Problem to solve: Copy out every line of the entries below, requests included, and offset each bounding-box coordinate in the answers by adding 87 to it. Leave the pictures out of your answer.

>> START Source data

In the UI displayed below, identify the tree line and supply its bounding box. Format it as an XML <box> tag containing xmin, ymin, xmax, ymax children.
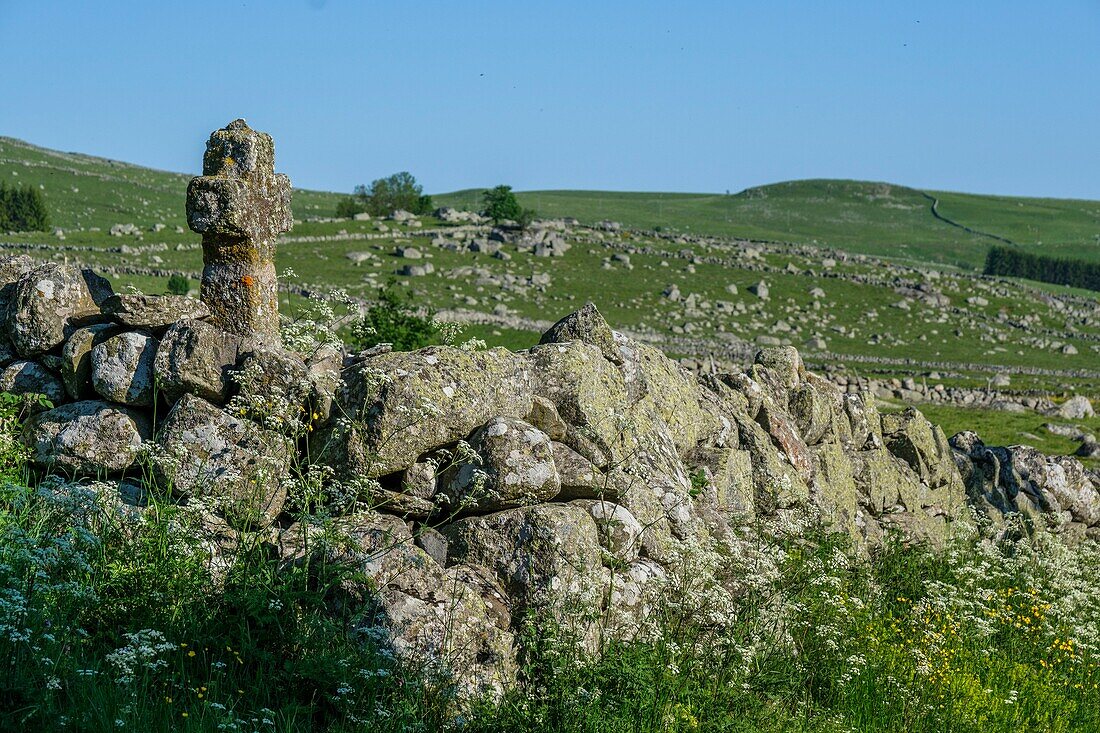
<box><xmin>337</xmin><ymin>171</ymin><xmax>432</xmax><ymax>219</ymax></box>
<box><xmin>986</xmin><ymin>245</ymin><xmax>1100</xmax><ymax>291</ymax></box>
<box><xmin>0</xmin><ymin>180</ymin><xmax>50</xmax><ymax>231</ymax></box>
<box><xmin>336</xmin><ymin>171</ymin><xmax>538</xmax><ymax>229</ymax></box>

>> END Source data

Finished task:
In the UI displayed below, identify the tree line and supply its bounding box. Format it as an XML <box> tag containing xmin, ymin, xmax, ymax children.
<box><xmin>424</xmin><ymin>258</ymin><xmax>519</xmax><ymax>306</ymax></box>
<box><xmin>1073</xmin><ymin>332</ymin><xmax>1187</xmax><ymax>378</ymax></box>
<box><xmin>87</xmin><ymin>267</ymin><xmax>137</xmax><ymax>318</ymax></box>
<box><xmin>423</xmin><ymin>258</ymin><xmax>625</xmax><ymax>316</ymax></box>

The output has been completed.